> _TASK REQUIREMENTS_:
Among the records below, find each line bearing the word "this" and copy it.

> _RECORDS FOR THE TASK_:
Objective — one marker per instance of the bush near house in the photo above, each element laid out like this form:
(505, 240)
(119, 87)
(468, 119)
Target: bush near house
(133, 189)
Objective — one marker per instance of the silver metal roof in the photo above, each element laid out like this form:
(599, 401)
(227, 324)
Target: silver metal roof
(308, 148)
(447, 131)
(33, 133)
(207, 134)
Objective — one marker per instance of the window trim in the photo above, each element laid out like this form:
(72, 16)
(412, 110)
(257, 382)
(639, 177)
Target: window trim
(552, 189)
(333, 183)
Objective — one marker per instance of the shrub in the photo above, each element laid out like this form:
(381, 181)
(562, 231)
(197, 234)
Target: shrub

> _ANSWER SECTION_:
Objective — one marker per instance of the bush near house in the photo above, each element laid out like this form:
Objective — one marker per instance of the silver metal roof in the photo above, each element laid out like this form:
Objective — one marker per instance of the window trim in the photo above, each element laid out like this form:
Objective — one marker per instance of the shrub in the photo above, each element laid out like this form:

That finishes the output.